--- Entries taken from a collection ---

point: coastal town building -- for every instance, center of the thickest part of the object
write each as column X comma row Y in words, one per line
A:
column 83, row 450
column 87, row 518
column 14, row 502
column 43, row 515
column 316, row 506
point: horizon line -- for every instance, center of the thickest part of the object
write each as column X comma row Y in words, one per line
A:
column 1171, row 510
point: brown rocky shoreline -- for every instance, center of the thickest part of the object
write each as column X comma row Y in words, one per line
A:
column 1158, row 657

--- Exercise ---
Give the count of lines in the data shown above that contain "every", and nothing else.

--- Answer section ---
3